*Document passage:*
=== Begin Enclosure ===

Why California Lawmakers, Begrudgingly, Banned Soda Taxes

The beverage industry used a tactic that could become more common with other interest groups.
by | September 2018
Soda in a glass with ice and a straw.
(Shutterstock)

Progressives who support soda taxes like to tout their twin advantages. Taxing sugary beverages can cut down on their consumption, reducing obesity and diabetes. On top of that, a levy per ounce can add up quickly to a lot of revenue. This explains why cities from Philadelphia to San Francisco have imposed these taxes in recent years. 

It also explains why the decision of the California Legislature in July to ban such taxes came as a painful blow to many of its liberal members. “I think this is a terrible decision we’re making,” Assemblyman Kevin McCarty lamented.

It was done for purely tactical reasons. The Democrats who rule the legislature said they were all in favor of soda taxes and hated to block local governments from using them, but they felt they had no choice. The beverage industry had spent $7 million collecting signatures to put a measure on the November ballot that would have prevented localities from raising any kind of taxes at all without a supermajority public vote. The measure would also have made it harder for the state itself to raise fees. The industry had created a problem for lawmakers that it agreed to make go away -- if only they stopped the local soda taxes.

There’s nothing new about interest groups using the threat of ballot measures as a negotiating ploy to sway legislators. In California, however, that threat has become much more serious. In 2014, the state enacted a law allowing sponsors of ballot measures to withdraw their initiatives even after they’ve qualified for the ballot. “It allows for the possibility of reasoned compromise and a better result,” former state Sen. Darrell Steinberg, the law’s sponsor, said at the time.

That was the theory. The reality has been something quite different. Two years ago, unions and their allies collected enough signatures for a ballot initiative to raise the minimum wage to $15 per hour. The legislature and the governor appeased the unions by passing a more gradual wage increase that offered more protection for small businesses.

=== End Enclosure ===

*Questions on the material:*
1. List every distinct place name that appears in the article on California's soda tax ban.
2. Extend the article on California's soda tax ban by writing the next few paragraphs, picking up right after its final sentence.
The data that follows comes from a separate source and has no connection to the article above.

*Study material:*

=== Begin Enclosure ===

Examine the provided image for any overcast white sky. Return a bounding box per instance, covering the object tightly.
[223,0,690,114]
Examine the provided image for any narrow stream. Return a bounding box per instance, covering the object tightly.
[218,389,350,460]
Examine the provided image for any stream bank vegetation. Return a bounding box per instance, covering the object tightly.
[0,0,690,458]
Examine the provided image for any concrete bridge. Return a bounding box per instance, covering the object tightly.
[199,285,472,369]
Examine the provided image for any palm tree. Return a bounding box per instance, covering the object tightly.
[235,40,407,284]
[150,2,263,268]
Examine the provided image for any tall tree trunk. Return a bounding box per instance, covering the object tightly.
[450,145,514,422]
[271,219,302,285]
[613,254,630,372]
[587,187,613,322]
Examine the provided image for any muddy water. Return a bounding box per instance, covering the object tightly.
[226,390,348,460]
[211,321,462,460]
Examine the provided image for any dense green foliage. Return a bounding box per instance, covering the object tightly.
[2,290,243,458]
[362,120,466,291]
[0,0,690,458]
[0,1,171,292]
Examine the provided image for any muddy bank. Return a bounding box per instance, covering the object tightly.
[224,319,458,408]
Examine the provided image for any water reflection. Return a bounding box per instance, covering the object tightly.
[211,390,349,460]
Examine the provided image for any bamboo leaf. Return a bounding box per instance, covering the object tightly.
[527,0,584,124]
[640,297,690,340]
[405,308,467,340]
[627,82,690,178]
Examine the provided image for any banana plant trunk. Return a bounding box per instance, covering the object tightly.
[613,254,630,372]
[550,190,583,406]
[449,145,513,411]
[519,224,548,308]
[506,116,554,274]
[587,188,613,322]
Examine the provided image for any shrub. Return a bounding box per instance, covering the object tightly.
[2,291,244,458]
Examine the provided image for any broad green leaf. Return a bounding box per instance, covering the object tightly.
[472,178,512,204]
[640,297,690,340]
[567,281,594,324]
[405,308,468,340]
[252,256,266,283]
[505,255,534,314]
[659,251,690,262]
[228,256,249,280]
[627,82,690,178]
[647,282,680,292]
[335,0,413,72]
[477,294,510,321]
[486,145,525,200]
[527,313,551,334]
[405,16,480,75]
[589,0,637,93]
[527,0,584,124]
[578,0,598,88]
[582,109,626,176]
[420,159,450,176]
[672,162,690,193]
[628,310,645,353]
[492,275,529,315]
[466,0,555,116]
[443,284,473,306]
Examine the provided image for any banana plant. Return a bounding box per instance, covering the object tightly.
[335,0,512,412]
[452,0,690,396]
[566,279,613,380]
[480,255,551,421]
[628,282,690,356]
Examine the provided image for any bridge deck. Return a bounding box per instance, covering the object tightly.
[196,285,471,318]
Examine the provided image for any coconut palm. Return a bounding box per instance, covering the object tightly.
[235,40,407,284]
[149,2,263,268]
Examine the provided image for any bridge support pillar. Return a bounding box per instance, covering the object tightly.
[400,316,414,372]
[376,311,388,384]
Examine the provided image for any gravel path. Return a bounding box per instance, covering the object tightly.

=== End Enclosure ===

*Task-by-task outputs:*
1. California, Philadelphia, San Francisco

2.
This time around, the beverage industry did something much more brazen. It essentially held all local taxes hostage to get relief on the one specific tax it cared about. That ploy raises all kinds of possibilities. After all, what’s to stop hospitals from sponsoring a measure that would abolish the gas tax unless the legislature votes to increase Medicaid payment rates? “It leads us to wonder if there will be another round of initiative reforms that might address some of these unintended consequences,” says Mark Baldassare, president and CEO of the nonprofit Public Policy Institute of California, “or whether this will be the new normal for the initiative process in California.”

Interest groups with millions of dollars to spend have long since learned to use the initiative process to get their way. Now they have a much more powerful tool. Taking their ideas all the way to the ballot box and then offering to withdraw them -- for a price -- gives them a chance to practice what amounts to political extortion.

Unless the initiative process is changed, California lawmakers may end up voting for quite a few bills they despise in election years to come. “If this is the system, then groups are going to use it,” says Ethan Rarick, a political scientist at the University of California, Berkeley. “For one thing, it worked.”